At around 10 pm, Anthony and Denise found their way down to where Alfred and I were drinking. They looked sober and refreshed. I, on the other hand, was extremely drunk. Before long, church let out and the adults came flooding back into the longhouse, eager to start the festivities. We left the longhouse bar to join the party on the veranda. Up and down its length, knots of people were gathered in furious tuak-drinking sessions. Being the only outsiders, we were in great demand at these gatherings and people were literally fighting each other for the honour of our presence. Alfred clearly enjoyed the prestige that came from being the chaperone of these exotic foreign visitors.
By 11 pm the party had reached fever pitch. People clustered round us, madly trying to engage us in conversation. One man wanted to talk about durians. Another wanted to introduce us to his dog. Still others simply wanted to offer us tuak, which they invariably referred to as ‘the local wine’. Presiding over this mad talk-fest was Alfred, who was clearly in his element. He took to translating everything we said for the benefit of those who didn’t speak English. However, he often lost track of who spoke what language and, carried away in a manic polyglot frenzy, addressed me in Iban, translated what he had said into English for the tribal elders and then translated that again into Bahasa Malaysian for the children who stood nearby. Sometimes he managed this feat several times in the course of one long sentence, and there were times when I could have sworn that he was speaking three languages all at the same time. Of course, being completely drunk, everything he said made perfect sense to me.
The flock of children gathered round stared at us with rapt expressions. One of the bolder little boys approached me and ventured a shy ‘Hello.’ When I asked him his name, he smiled and said, ‘Diego Maradona.’ I thought the kid was pulling my leg, but then Denise said, ‘No, they’ve all got names like that. I just met a girl named Cinderella.’ It turned out that almost all the kids in the place were named after foreign movie stars and sports players. It was, I must admit, a strange feeling to be drinking tuak in Borneo with Cinderella and Diego Maradona.

*DATA SHOWN*

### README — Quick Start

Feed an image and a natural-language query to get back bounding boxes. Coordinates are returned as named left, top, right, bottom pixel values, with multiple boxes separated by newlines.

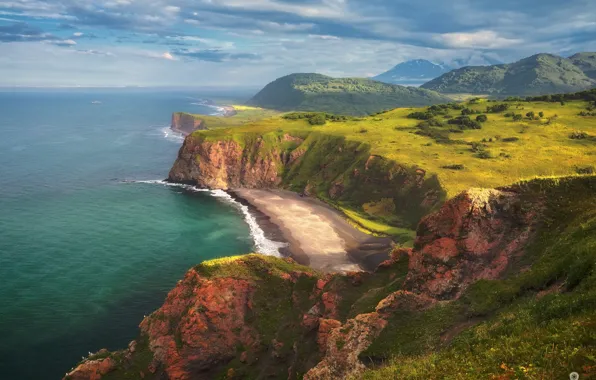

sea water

*EXERCISES*
1. Name every language that the Borneo passage says Alfred spoke while translating.
2. Please rewrite the Borneo passage starting with "At around 10" and going on through "exotic foreign visitors.", changing "longhouse" to "lodge" throughout.

*WRITTEN RESPONSES*
1. Iban, English, Bahasa Malaysian

2.
At around 10 pm, Anthony and Denise found their way down to where Alfred and I were drinking. They looked sober and refreshed. I, on the other hand, was extremely drunk. Before long, church let out and the adults came flooding back into the lodge, eager to start the festivities. We left the lodge bar to join the party on the veranda. Up and down its length, knots of people were gathered in furious tuak-drinking sessions. Being the only outsiders, we were in great demand at these gatherings and people were literally fighting each other for the honour of our presence. Alfred clearly enjoyed the prestige that came from being the chaperone of these exotic foreign visitors.